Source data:
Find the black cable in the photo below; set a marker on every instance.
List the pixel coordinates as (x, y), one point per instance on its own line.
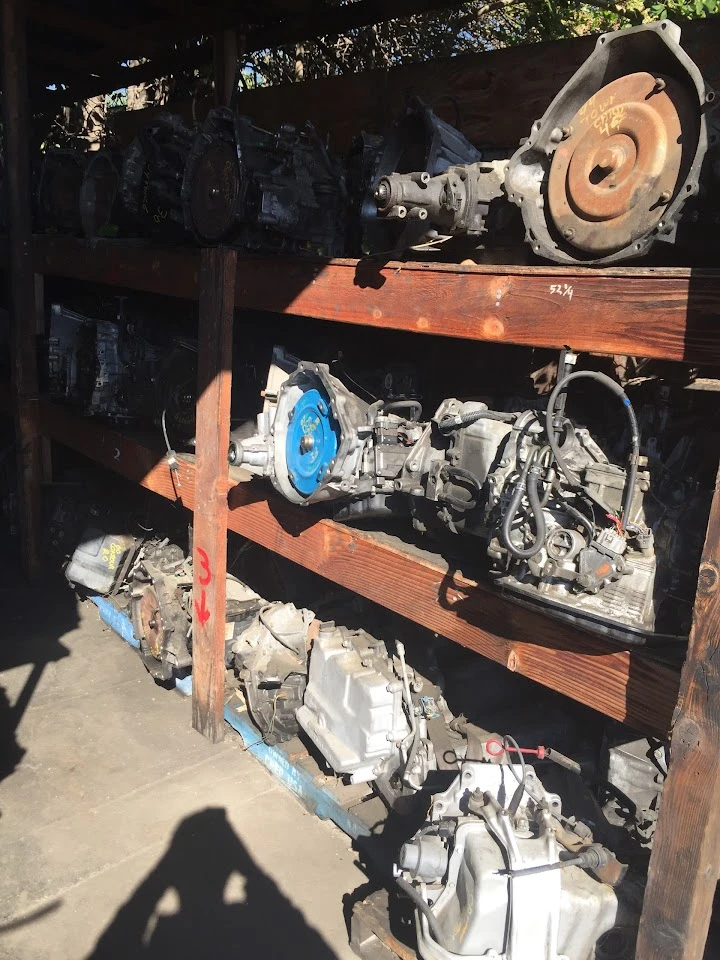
(550, 428)
(528, 482)
(580, 517)
(424, 907)
(394, 405)
(520, 790)
(459, 473)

- Description of the task -
Take every record and copy it word for word, dropping the pictures.

- Your response -
Find the black cable in the photo below; set a marker on every instance.
List the pixel coordinates as (x, y), one point per instance on its own line.
(550, 428)
(528, 482)
(580, 517)
(424, 907)
(394, 405)
(520, 790)
(459, 473)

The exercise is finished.